*What is expected*: Retype the data below in full, keeping every character as it is.

::::

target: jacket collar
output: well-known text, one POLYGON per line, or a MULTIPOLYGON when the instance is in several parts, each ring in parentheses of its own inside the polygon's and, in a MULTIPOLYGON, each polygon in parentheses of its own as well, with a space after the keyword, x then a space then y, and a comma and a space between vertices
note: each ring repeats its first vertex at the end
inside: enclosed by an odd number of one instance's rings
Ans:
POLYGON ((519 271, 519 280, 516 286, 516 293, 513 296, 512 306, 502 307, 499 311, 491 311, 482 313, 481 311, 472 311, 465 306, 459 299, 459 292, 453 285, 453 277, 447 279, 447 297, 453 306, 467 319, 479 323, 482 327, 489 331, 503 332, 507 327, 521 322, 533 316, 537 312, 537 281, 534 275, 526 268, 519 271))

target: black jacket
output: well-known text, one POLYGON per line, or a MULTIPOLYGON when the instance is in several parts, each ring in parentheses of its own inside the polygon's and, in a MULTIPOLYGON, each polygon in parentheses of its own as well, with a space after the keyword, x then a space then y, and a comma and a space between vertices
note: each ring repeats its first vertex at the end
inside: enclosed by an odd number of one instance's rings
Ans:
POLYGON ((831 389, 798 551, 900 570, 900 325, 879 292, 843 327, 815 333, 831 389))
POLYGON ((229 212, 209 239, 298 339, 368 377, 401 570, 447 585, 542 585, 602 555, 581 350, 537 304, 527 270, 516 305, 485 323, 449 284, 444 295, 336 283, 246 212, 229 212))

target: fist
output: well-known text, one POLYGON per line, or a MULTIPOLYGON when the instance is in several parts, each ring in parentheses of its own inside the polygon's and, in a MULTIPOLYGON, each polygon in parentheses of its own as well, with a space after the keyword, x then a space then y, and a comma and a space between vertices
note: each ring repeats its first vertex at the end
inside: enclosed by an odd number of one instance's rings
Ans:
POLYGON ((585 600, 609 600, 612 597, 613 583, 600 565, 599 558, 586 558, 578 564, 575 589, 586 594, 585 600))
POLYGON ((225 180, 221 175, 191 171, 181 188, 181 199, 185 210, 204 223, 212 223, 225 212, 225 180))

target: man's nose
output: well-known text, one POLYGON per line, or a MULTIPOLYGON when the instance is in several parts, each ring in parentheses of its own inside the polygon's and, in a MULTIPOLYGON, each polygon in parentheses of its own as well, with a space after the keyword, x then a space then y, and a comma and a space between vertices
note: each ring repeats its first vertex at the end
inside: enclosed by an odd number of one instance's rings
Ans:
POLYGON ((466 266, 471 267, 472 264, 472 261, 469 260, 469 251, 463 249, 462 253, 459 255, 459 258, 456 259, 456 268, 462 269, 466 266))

::::

*Your response*:
target: jacket collar
output: well-known text, one POLYGON per line, or a MULTIPOLYGON when the instance is in several parts, each ring in parentheses of its own inside the polygon's and, in a MULTIPOLYGON, each polygon in parentheses of its own as well, with a space after the keyword, x then a space then y, and a comma and a space between vertices
note: each ring repeats its first vertex at the end
inside: enclosed by an odd number of one instance's rings
Ans:
POLYGON ((519 271, 519 280, 516 286, 516 293, 513 296, 512 306, 502 307, 499 311, 491 311, 482 313, 481 311, 472 311, 465 306, 459 299, 459 292, 453 285, 453 277, 447 279, 447 297, 453 306, 467 319, 479 323, 482 327, 489 331, 503 332, 507 327, 521 322, 533 316, 537 312, 537 281, 534 275, 526 268, 519 271))

target: black jacket
output: well-known text, one POLYGON per line, or a MULTIPOLYGON when the instance is in several parts, each ring in parentheses of its own inside the polygon's and, in a MULTIPOLYGON, each polygon in parentheses of its own as well, with a space after the keyword, x then a space then y, and a comma and a space between vertices
note: each ring repeats its first vertex at the end
inside: enclosed by an odd number of one instance's rings
Ans:
POLYGON ((831 389, 798 551, 900 570, 900 325, 879 292, 843 327, 815 333, 831 389))
POLYGON ((229 212, 209 239, 298 339, 368 377, 401 570, 447 585, 542 585, 602 555, 581 350, 537 304, 527 270, 516 305, 485 323, 449 284, 444 295, 336 283, 246 212, 229 212))

target: fist
output: well-known text, one POLYGON per line, or a MULTIPOLYGON when the instance is in several parts, each ring in parentheses of its own inside the polygon's and, in a MULTIPOLYGON, each polygon in parentheses of its own as well, with a space after the keyword, x then a space then y, and a comma and a space between vertices
note: each ring repeats its first vertex at the end
inside: enclosed by an odd number of one instance's rings
Ans:
POLYGON ((585 600, 609 600, 612 597, 613 583, 600 565, 599 558, 586 558, 578 564, 575 589, 586 594, 585 600))
POLYGON ((225 180, 221 175, 191 171, 181 188, 181 199, 185 210, 204 223, 212 223, 225 212, 225 180))

target: man's nose
output: well-known text, one POLYGON per line, or a MULTIPOLYGON when the instance is in several parts, each ring in parentheses of its own inside the polygon's and, in a MULTIPOLYGON, each polygon in parentheses of its own as well, with a space after the keyword, x then a space then y, and a comma and a space between vertices
note: each ring repeats its first vertex at the end
inside: enclosed by an odd number of one instance's rings
Ans:
POLYGON ((466 266, 471 267, 472 264, 472 261, 469 260, 469 251, 463 249, 462 253, 459 255, 459 258, 456 259, 456 268, 462 269, 466 266))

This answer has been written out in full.